Texte extrait
★ ★ ★ ★ ★
P.L : Nous devons retrouver les chiffres d’avant Covid et il faut qu’on les dépasse. Ce n’est pas 20 villes qu’ils nous faut mais c’est 40 au minimum. Il y a 30 ou 40 ans, il y avait deux sociétés qui opéraient dans ce type de théâtre. Elles avaient chacune plus d’une centaine de villes. C’était l’époque des Galas Karsenty et cela marchait très bien. Les pièces étaient données dans les opéras, les théâtres municipaux, cela faisait le plein et le public était ravi. Il y a des milliers de spectateurs qui attendent nos spectacles mais ils ne peuvent pas les voir parce qu’il y a quand même un trop gros monopole du théâtre public.
7JàC : Pourtant les villes sont désormais dotées de nombreux équipements
P.L : Dans les villes moyennes nous, on fait du théâtre, on ne fait pas du one-man-show, on ne fait pas de variété, on ne fait pas de la musique. Et on ne peut pas aller faire du théâtre dans un Zénith. Il nous faut des salles de théâtres et pas trop grandes, sinon le public n’ y voit plus rien. Donc le théâtre c’est déjà une démarche culturelle importante, ce n’est pas pareil, même si c’est un peu du théâtre de divertissement, il ne faut pas penser que son économie fonctionne. On ne peut pas aller dans des salles trop grandes et on a des frais très importants parce que l’on emmène, des costumes, des décors, des comédiens… c’est une grosse machine qui coûte beaucoup d’argent. Économiquement on est toujours ric-rac.
7JàC : Du coup votre modèle économique est fragile
P.L : Disons que l’on peut gagner de l’argent sur le nombre, mais il faudrait que les salles nous soient ouvertes en province, beaucoup plus qu’elles ne le sont aujourd’hui. Souvent, on a un monopole qui est mis dans les villes moyennes par une Scène nationale et c’est le seul endroit où on peut aller voir du théâtre. Et cette Scène nationale qui a des missions précises et que je respecte et que je défends, a un cahier des charges qui impose des spectacles exigeants, audacieux qui malheureusement n’attirent pas les foules assez souvent. C’est normal, car elle est là pour ça. Mais ce que je dis, c’est qu’on puisse partager un peu le lieu. C’est cela qui est important parce qu’on ne va aller faire du théâtre sous un chapiteau sur le parking d’une grande surface… ni dans une salle omnisports.
« Il faudrait faire comme le cinéma qui a fait sa révolution »
7JàC : Il faudrait faire tomber cette barrière qui existe entre le théâtre privé et public ?
P. L : Oui tout simplement. C’est du théâtre… point. Après, le public choisit, il va voir le populaire parce qu’il a envie de le voir. On n’a pas à lui interdire d’aller voir du populaire et on n’a pas non plus à lui mettre un fusil dans le dos pour qu’il aille voir un spectacle un peu audacieux. Il faudrait faire comme le cinéma qui a fait sa révolution et qui a des salles communes. Nous on a des salles spécialisées. Je me bats contre ça, mais je n’aimerait pas que les élus retirent leurs aides publiques aux scènes subventionnées que je cautionne, parce que ce ne serait pas une bonne chose.
★ ★ ★ ★ ★
Données fournies
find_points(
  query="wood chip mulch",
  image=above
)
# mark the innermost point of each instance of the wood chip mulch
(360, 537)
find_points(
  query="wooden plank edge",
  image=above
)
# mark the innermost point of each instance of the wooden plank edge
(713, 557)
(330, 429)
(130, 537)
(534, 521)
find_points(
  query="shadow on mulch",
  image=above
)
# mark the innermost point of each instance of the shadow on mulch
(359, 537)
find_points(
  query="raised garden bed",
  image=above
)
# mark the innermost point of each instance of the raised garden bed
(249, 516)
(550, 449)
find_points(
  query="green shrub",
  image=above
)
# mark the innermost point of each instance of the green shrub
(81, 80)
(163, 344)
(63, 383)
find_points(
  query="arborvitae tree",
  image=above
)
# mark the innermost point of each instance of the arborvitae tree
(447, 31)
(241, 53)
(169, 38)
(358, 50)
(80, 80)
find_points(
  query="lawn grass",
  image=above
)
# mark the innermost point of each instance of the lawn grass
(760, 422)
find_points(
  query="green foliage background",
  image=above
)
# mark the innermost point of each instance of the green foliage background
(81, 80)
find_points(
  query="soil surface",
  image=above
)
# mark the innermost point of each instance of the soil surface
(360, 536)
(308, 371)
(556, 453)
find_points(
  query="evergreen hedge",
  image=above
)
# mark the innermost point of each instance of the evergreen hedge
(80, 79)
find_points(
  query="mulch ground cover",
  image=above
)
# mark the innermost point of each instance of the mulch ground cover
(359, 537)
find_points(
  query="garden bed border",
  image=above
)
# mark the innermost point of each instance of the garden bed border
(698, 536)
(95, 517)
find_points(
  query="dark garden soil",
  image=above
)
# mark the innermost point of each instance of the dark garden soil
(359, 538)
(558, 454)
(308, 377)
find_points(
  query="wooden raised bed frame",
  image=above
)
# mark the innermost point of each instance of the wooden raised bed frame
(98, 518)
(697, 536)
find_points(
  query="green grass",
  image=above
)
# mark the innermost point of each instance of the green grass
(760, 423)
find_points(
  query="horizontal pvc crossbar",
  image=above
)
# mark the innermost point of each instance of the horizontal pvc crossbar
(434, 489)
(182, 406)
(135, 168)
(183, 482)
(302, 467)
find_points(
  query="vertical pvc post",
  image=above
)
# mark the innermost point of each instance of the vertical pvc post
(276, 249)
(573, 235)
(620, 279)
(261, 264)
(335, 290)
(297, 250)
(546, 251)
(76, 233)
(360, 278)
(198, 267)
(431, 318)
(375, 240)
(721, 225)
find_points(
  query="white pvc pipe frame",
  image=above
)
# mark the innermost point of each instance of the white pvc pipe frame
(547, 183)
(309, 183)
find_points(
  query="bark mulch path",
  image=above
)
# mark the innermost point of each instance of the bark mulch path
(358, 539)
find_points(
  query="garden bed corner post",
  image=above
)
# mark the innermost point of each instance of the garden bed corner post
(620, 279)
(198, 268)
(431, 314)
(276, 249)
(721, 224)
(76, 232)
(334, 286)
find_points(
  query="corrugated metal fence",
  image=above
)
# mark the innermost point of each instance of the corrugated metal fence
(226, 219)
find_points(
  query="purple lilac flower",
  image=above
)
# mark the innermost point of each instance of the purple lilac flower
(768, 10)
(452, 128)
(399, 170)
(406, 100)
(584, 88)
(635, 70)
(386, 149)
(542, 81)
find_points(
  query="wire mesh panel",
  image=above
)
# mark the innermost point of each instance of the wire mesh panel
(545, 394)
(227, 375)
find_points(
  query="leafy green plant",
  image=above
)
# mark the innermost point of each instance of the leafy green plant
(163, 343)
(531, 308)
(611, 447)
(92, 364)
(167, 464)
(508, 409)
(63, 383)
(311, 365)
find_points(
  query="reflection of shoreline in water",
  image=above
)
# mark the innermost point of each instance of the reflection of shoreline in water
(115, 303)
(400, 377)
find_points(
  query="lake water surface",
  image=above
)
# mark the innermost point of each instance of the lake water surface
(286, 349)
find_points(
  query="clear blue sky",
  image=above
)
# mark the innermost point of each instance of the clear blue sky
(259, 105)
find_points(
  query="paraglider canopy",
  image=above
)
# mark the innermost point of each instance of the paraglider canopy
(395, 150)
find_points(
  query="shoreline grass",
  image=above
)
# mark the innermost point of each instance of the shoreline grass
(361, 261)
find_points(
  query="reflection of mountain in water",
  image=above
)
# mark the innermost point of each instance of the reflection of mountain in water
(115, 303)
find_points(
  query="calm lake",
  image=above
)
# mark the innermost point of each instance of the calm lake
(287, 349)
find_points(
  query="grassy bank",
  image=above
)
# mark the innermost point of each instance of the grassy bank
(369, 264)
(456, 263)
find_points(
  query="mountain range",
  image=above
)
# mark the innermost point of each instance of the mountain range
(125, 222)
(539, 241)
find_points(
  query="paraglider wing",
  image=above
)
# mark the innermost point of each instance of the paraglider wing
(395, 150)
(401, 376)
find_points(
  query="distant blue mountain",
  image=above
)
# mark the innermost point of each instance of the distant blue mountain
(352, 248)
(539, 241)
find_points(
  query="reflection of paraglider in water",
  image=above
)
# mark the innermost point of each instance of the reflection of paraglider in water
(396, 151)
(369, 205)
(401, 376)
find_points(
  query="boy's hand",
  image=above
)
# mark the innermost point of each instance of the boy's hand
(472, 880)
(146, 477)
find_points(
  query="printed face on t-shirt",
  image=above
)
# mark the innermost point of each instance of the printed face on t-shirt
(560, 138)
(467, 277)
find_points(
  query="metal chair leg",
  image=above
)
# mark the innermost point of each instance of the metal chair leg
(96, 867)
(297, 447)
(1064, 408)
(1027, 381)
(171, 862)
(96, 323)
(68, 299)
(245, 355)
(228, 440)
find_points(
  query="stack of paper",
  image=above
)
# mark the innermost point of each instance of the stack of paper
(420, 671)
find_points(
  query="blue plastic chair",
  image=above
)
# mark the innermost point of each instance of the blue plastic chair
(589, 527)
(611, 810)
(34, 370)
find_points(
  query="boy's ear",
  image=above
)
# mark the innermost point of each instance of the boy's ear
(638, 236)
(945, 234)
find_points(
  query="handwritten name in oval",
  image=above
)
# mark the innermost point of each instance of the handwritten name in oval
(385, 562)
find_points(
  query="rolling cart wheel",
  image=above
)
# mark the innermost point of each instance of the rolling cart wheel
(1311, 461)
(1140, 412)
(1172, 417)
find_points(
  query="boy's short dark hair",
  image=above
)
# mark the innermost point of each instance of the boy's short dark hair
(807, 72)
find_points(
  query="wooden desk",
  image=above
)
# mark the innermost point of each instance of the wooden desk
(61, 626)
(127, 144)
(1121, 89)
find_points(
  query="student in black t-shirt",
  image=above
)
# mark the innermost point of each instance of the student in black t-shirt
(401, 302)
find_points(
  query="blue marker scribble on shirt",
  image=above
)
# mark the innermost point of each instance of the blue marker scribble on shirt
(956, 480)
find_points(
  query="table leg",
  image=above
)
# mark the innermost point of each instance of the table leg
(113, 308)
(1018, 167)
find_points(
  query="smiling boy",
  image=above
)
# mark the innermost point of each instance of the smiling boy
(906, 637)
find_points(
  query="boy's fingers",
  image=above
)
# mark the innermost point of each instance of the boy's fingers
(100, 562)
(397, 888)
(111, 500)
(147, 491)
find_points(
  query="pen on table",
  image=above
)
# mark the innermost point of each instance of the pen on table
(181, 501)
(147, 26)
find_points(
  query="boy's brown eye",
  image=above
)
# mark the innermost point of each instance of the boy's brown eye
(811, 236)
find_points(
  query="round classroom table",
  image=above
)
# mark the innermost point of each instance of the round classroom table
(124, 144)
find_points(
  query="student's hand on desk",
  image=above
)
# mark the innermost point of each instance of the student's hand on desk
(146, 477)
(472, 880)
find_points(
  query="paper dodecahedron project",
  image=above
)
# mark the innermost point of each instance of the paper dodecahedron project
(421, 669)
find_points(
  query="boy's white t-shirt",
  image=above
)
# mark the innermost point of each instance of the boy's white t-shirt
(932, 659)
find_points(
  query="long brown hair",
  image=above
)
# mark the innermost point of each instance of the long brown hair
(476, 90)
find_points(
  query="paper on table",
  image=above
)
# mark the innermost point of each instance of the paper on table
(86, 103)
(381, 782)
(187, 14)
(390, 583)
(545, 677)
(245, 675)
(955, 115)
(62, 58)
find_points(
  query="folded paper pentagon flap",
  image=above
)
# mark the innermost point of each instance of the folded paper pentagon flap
★ ★ ★ ★ ★
Consigne
Pour chaque affirmation, dites si elle concorde avec l’entretien sur le théâtre en province, par oui ou par non, et citez les mots de l’entretien qui tranchent. (a) P.L estime qu’il faut au moins 40 villes. (b) Selon P.L, on peut faire du théâtre dans un Zénith. (c) Il y a 30 ou 40 ans, deux sociétés avaient chacune plus d’une centaine de villes. Les données ci-dessus proviennent d’une autre source que le texte.

Votre réponse
(a) Oui : « c’est 40 au minimum ».
(b) Non : « on ne peut pas aller faire du théâtre dans un Zénith ».
(c) Oui : « Elles avaient chacune plus d’une centaine de villes. »